▶ _Passage provided_:
********************

In an audit of the USF Health Professions Conferencing Corporation (HPCC) released Thursday, University Audit and Compliance (UAC) concluded that HPCC did not have a sufficient system of internal controls, identifying three high priority and 14 medium priority risks.
HPCC is a Florida non-profit established in 2005 to support the USF Health Office of Continuing Professional Development. HPCC is also in charge of operations for the Center for Advanced Medical Learning and Simulation (CAMLS), a 90,000 square-foot, multi-purpose facility for professional health training.
All three of the high priority risks mentioned in the audit were resolved. These included inadequate controls over procurement and credit card use to prevent fraudulent expenditures, as well as inadequate controls in place to prevent fraudulent travel and expense reimbursements from being made.
Of the 14 medium priority risks pointed out in the audit, only three were resolved. The resolved issues included the advance approval process for airline tickets and gift cards given to employees not reported to USF for the Medical Services Support Corporation for inclusion in employees’ taxable income. Additionally, the issue of payroll approval without verifying data entered into the certification system being accurate was resolved.
Some of the unresolved issues were the inadequate securing of credit card information, inadequate monitoring of corporate reward programs to ensure effective utilization, policies and procedures that were out-of-date and not adhered to and contractual agreements not properly supported by legally binding agreements.

********************

Phrase grounding data:
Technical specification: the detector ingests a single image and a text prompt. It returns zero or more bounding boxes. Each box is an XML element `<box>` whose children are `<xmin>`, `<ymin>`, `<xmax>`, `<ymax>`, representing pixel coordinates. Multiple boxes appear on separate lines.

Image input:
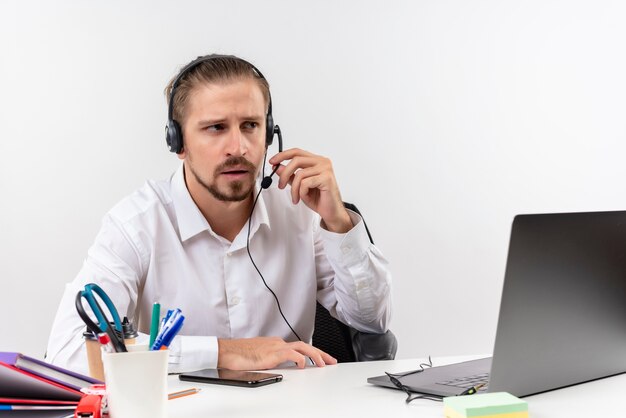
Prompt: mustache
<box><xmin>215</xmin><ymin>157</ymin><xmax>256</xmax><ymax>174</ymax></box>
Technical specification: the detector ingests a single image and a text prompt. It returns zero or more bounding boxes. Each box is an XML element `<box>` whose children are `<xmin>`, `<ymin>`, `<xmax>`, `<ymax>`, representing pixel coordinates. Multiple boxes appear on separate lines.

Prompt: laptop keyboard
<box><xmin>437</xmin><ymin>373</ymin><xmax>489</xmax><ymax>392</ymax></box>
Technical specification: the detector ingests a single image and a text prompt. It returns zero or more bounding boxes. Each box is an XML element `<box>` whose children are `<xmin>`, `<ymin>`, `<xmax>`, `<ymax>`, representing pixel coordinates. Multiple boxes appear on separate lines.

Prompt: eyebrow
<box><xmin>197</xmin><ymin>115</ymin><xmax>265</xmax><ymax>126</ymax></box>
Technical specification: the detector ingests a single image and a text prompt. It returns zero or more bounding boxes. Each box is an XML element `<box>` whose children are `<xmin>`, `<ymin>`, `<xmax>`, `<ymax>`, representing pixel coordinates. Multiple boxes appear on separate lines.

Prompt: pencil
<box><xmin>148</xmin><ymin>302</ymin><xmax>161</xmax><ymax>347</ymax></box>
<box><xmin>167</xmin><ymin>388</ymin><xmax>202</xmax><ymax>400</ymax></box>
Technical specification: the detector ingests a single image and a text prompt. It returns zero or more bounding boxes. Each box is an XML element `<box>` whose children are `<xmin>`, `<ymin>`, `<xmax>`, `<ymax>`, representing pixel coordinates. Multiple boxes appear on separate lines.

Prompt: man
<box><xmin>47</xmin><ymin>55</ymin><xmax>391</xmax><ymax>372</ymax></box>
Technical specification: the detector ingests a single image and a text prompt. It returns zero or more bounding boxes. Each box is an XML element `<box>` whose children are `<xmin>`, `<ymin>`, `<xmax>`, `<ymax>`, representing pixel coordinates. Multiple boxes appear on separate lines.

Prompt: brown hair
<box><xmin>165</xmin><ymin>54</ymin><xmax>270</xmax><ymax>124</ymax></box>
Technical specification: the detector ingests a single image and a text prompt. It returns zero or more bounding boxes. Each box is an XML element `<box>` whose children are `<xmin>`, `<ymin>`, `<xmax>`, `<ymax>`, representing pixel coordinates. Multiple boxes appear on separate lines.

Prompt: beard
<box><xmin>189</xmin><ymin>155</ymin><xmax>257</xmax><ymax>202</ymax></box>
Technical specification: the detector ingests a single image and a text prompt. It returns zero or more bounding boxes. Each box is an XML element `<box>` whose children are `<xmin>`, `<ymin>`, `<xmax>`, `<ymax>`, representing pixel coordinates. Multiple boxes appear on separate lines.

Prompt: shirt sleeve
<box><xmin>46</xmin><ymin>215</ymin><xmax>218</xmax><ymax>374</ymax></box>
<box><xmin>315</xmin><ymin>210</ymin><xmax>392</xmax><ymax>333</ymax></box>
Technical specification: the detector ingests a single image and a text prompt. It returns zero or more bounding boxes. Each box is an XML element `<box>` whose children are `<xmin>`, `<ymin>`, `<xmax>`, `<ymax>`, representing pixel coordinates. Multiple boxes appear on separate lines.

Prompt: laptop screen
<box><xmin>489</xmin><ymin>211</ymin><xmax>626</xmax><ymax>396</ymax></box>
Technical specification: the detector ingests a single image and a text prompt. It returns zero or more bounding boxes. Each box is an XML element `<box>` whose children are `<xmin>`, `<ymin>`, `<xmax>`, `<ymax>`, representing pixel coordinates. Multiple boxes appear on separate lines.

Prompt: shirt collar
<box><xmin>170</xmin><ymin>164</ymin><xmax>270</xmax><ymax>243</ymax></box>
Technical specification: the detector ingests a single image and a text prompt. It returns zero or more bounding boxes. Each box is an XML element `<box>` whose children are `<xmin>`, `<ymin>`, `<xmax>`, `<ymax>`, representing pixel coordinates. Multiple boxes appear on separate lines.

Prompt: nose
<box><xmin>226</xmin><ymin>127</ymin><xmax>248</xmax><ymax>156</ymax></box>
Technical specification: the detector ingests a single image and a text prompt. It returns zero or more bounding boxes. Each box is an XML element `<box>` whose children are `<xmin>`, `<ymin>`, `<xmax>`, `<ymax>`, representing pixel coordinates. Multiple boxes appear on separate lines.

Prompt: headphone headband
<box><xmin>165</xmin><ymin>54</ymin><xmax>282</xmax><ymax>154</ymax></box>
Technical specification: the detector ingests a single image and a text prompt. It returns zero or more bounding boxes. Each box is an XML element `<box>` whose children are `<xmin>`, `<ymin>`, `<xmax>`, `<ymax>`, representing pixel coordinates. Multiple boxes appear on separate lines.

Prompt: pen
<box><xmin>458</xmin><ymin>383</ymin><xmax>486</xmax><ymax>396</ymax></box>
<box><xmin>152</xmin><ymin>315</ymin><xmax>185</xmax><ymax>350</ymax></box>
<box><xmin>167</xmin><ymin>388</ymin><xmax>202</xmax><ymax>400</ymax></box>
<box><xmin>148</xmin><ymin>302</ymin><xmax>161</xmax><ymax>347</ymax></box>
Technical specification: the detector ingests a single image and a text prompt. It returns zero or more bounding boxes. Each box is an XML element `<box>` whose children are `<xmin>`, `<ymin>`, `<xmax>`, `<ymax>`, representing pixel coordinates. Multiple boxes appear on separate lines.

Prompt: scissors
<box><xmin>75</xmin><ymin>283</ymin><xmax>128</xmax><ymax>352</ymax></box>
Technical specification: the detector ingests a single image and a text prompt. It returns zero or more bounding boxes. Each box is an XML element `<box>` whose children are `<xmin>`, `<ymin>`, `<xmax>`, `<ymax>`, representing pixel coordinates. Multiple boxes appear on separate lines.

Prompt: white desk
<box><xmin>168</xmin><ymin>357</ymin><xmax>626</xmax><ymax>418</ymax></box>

********************

▶ _Try it_: Write out the stretch of the HPCC audit article from "Of the 14 medium" through "accurate was resolved.".

▶ _Response_:
Of the 14 medium priority risks pointed out in the audit, only three were resolved. The resolved issues included the advance approval process for airline tickets and gift cards given to employees not reported to USF for the Medical Services Support Corporation for inclusion in employees’ taxable income. Additionally, the issue of payroll approval without verifying data entered into the certification system being accurate was resolved.